■ **EXCERTO FORNECIDO**
O que poderia ajudar são soluções baseadas em IA, como os chatbots. Ao imitarem a linguagem natural para manterem uma conversa com um utilizador humano, estes sistemas de software poderiam agir como terapeutas virtuais, fornecendo orientações e apoio aos que não têm alternativas. Um ensaio de controlo aleatório relatado por psicólogos clínicos da Universidade de Stanford demonstrou que os chatbots eram significativamente melhores na redução dos sintomas da depressão que uma abordagem apenas baseada na informação.
O tipo de cuidados temporários de saúde mental disponibilizados pelos chatbots seria especialmente útil para comunidades com uma oferta inadequada de profissionais qualificados. Num momento de acesso sem precedentes a smartphones nas economias em desenvolvimento, as soluções baseadas na Internet representariam uma dádiva para a acessibilidade à saúde mental.
Os chatbots também poderiam ajudar a ultrapassar o problema do preconceito, porque conseguem envolver pessoas que de outra forma teriam relutância em procurar cuidados de saúde mental. Um estudo recente concluiu que até 70% dos doentes estariam interessados em usar aplicações móveis para monitorizar e gerir a sua saúde mental. Assim que as pessoas iniciam o contacto com um chatbot, indica um outro estudo, tendem a exprimir-se com maior liberdade do que fariam com um terapeuta humano, o que sublinha a prioridade que as pessoas atribuem à manutenção da privacidade e à ausência de julgamento quando procuram resolver uma questão de saúde mental.
Agora compete aos médicos, como os psicólogos, colaborarem mais exaustivamente com os especialistas em IA. Várias universidades dos EUA já iniciaram programas que relacionam peritos das ciências médicas com engenheiros de software. Estas parcerias deveriam ser expandidas para incluir universidades, especialmente em países com importantes necessidades não satisfeitas de cuidados de saúde mental, para apoiarem o desenvolvimento de terapeutas virtuais linguisticamente e culturalmente adequados.

■ **DETALHES DO EXERCÍCIO**
Retome o texto sobre os chatbots nos cuidados de saúde mental e continue-o a partir da última frase.

Registos retirados de um conjunto de dados
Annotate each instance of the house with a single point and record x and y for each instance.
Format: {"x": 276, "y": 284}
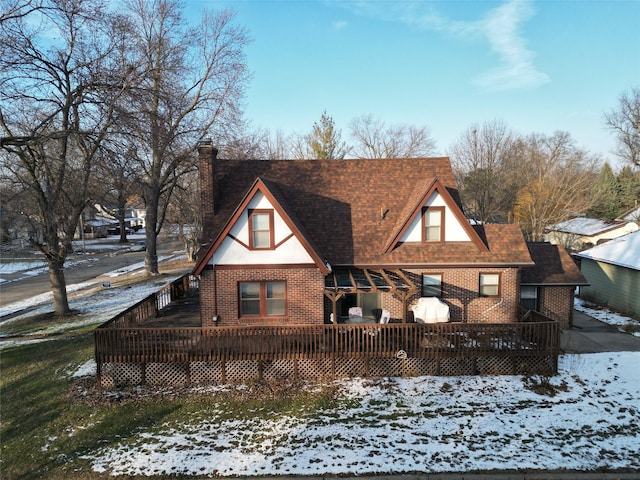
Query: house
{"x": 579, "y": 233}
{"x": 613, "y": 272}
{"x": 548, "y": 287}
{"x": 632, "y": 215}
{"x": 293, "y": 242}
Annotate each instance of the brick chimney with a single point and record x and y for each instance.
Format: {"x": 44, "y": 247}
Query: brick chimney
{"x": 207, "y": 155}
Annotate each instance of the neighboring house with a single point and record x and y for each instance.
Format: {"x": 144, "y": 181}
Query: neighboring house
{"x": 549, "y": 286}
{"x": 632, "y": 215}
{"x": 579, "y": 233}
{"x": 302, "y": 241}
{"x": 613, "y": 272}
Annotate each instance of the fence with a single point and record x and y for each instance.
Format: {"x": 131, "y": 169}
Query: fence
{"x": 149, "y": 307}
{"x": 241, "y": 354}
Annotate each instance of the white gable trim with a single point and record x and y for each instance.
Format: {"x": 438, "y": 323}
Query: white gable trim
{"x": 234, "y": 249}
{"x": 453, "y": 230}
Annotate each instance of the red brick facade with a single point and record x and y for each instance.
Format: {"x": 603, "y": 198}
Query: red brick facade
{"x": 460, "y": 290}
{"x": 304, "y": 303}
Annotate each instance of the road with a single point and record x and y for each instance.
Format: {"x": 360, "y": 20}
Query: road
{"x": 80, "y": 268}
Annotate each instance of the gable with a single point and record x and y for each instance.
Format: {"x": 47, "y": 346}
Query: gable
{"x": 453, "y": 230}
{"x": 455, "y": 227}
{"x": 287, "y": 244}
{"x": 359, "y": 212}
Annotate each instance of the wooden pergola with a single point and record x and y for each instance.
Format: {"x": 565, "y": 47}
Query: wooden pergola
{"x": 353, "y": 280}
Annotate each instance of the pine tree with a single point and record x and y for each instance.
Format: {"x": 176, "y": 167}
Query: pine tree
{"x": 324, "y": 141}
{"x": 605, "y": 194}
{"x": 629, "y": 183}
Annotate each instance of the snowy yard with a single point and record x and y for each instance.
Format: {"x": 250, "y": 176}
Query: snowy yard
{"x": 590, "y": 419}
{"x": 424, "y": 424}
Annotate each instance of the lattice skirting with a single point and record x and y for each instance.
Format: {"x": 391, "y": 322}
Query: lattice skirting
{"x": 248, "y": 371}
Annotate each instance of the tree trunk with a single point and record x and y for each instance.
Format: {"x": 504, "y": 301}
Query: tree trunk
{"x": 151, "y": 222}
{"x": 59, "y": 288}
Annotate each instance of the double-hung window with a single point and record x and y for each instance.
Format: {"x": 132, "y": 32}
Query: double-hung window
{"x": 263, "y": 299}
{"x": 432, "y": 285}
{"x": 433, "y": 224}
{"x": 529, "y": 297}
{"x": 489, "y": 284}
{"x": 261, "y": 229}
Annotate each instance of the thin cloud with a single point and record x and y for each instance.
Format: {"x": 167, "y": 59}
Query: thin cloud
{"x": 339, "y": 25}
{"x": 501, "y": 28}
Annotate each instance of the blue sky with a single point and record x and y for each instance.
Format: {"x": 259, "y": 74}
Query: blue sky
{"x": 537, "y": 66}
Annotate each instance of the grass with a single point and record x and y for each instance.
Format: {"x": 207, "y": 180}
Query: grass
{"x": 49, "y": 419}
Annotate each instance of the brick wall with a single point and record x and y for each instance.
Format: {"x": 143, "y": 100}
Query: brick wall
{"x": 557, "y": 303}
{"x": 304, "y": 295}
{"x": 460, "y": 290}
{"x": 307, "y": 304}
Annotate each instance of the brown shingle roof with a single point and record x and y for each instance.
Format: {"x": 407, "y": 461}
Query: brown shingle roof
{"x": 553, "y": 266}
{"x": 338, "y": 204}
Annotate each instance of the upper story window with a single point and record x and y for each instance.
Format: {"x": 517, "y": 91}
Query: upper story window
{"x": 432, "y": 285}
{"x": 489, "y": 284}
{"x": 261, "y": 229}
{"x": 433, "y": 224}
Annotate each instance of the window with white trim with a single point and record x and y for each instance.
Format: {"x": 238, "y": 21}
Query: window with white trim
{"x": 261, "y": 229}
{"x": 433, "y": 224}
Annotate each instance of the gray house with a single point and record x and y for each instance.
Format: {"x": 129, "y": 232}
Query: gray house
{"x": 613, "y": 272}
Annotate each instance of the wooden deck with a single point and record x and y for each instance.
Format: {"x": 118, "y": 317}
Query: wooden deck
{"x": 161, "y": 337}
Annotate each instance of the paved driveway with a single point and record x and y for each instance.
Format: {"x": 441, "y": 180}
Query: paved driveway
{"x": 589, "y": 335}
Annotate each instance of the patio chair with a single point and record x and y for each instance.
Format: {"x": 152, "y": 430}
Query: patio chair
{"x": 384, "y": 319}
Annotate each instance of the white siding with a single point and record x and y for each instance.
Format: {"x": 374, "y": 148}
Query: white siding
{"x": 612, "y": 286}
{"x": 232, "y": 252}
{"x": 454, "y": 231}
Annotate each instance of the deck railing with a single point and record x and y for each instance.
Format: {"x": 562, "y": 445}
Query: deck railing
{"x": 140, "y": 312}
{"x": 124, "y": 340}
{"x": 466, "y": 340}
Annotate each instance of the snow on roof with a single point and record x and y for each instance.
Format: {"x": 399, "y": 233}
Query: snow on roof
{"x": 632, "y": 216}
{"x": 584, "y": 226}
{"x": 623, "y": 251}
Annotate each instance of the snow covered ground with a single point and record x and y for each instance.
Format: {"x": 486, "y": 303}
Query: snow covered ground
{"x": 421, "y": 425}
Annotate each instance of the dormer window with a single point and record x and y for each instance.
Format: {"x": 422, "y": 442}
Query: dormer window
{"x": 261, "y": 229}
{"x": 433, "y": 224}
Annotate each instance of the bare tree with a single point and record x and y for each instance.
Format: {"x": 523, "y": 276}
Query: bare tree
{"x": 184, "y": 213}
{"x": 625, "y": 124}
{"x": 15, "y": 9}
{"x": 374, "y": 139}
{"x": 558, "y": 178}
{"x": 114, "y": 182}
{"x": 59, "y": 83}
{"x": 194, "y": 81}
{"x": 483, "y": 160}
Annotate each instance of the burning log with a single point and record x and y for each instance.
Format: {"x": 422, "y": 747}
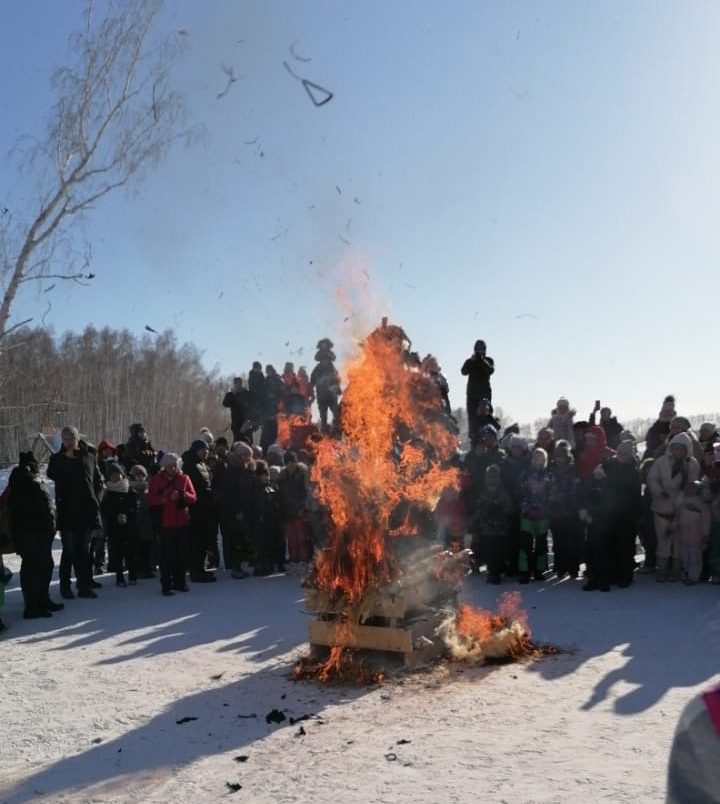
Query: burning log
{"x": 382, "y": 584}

■ **ÁREA DE RESPOSTA**
A inclusão de intervenientes mais diversificados no desenvolvimento dos algoritmos também ajudaria a resolver o problema da discriminação racial e de género que foi detectado na investigação sobre IA. Os investigadores devem usar grupos de teste perfeitamente representativos, ao mesmo tempo que devem aderir a exigentes protocolos para a privacidade e a responsabilização.
Evidentemente que estas iniciativas custam dinheiro. As empresas de capital de risco gastam 3,2 mil milhões de dólares todos os anos na investigação e desenvolvimento globais em saúde. Deveriam alargar o âmbito dos seus investimentos de forma a incluírem tecnologias que usem a IA para a distribuição de cuidados de saúde mental. Também poderiam financiar competições entre empreendedores tecnológicos com consciência social, de modo a estimular maior inovação nesta área.
Na verdade, as intervenções de saúde mental baseadas na IA não substituiriam – nem deveriam substituir – os psicólogos ou psiquiatras humanos. Afinal, um chatbot não consegue projectar empatia verdadeira. O que consegue fazer é rastrear indivíduos que estejam em risco elevado, como os que possuam tendências suicidas, e potencialmente evitar comportamentos destrutivos no curto prazo.
A inovação é frequentemente motivada pela procura e pela necessidade. Infelizmente, isso não se tem verificado nos cuidados de saúde mental. É altura de investir em soluções de longo prazo, economicamente viáveis e escaláveis, que desenvolvam a capacidade de tratamento da saúde mental. Este esforço tem de incluir um apoio acrescido aos serviços tradicionais. Mas também deveria aproveitar tecnologias de ponta como a IA.